— start Data to use —
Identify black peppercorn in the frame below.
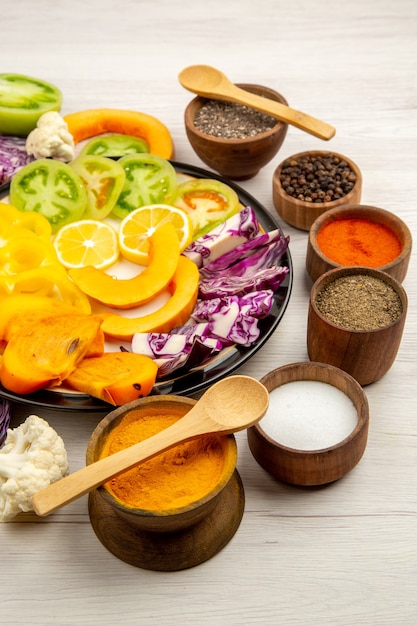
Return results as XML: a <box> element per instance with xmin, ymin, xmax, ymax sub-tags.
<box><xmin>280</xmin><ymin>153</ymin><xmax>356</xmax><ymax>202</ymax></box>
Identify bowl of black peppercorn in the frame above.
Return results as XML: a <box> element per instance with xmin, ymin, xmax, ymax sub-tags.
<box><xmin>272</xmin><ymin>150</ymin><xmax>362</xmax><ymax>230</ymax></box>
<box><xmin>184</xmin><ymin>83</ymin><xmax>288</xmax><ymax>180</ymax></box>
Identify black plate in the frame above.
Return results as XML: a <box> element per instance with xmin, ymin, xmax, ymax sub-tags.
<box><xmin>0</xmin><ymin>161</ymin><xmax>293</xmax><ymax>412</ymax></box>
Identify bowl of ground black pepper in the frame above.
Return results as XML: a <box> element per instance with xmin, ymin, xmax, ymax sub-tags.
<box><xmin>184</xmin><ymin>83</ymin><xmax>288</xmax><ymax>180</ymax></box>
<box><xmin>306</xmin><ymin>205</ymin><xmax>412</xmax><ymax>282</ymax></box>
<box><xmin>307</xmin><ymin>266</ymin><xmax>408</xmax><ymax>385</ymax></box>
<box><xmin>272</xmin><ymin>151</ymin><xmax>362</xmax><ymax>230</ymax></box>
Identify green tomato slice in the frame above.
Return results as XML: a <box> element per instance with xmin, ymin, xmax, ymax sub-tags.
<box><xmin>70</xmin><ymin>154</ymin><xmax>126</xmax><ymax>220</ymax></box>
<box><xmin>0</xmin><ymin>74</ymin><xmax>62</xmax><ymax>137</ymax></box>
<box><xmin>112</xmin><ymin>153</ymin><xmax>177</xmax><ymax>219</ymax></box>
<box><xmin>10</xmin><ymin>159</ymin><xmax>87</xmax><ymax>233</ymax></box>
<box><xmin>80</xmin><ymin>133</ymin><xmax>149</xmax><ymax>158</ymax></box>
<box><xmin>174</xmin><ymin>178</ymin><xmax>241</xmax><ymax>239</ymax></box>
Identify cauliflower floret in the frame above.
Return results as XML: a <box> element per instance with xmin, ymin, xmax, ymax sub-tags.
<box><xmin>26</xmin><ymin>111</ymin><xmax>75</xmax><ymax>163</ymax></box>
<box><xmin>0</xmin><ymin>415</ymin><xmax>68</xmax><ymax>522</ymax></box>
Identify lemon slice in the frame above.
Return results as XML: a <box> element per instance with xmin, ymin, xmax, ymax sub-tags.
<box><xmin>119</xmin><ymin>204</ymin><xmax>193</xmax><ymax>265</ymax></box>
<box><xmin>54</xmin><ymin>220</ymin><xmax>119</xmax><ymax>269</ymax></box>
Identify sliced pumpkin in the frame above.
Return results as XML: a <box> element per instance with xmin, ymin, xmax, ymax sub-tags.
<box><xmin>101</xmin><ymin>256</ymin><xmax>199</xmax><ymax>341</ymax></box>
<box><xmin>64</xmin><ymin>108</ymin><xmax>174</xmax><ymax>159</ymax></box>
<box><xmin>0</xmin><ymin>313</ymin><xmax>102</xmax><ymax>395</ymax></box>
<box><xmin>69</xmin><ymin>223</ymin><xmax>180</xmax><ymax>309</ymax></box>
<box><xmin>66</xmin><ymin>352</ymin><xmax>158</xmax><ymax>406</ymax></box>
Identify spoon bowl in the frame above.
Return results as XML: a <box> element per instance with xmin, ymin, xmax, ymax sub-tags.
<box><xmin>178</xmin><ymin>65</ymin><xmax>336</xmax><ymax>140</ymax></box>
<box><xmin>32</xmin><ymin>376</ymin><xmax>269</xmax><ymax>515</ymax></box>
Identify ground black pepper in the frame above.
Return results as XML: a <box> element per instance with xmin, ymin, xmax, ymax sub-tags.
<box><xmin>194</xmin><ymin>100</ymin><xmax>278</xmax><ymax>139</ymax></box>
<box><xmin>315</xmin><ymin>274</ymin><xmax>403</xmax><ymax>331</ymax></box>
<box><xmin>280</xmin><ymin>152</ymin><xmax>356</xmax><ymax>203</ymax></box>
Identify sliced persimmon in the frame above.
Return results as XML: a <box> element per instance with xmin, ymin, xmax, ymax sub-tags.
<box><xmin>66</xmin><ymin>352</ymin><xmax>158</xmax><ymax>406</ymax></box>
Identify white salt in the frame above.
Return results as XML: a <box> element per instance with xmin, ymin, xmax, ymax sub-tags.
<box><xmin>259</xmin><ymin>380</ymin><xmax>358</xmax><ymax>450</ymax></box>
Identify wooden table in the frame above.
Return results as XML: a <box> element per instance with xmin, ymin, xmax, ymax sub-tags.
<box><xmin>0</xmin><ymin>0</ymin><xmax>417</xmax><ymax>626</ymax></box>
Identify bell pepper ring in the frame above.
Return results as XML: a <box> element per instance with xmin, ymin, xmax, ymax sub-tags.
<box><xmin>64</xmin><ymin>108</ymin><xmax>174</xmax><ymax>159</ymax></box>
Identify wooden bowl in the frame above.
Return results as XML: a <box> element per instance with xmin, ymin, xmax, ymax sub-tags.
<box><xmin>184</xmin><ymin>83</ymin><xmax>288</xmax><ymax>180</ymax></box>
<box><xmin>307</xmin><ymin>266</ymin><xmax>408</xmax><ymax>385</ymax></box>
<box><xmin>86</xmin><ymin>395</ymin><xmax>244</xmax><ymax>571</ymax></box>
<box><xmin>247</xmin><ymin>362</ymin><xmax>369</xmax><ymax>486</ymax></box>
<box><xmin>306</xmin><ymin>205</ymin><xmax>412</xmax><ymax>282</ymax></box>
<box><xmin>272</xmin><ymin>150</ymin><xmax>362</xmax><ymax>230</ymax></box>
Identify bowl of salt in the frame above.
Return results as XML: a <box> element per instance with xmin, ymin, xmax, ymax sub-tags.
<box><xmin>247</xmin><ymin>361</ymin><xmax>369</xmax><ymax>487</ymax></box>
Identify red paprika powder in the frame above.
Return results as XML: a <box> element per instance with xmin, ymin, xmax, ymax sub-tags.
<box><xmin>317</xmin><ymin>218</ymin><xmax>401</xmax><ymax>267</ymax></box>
— end Data to use —
*What to produce:* Return each line of the items above that contains the word "ground".

*Answer below:*
Identify bowl of ground black pepper in the frame above.
Identify ground black pepper in the frame above.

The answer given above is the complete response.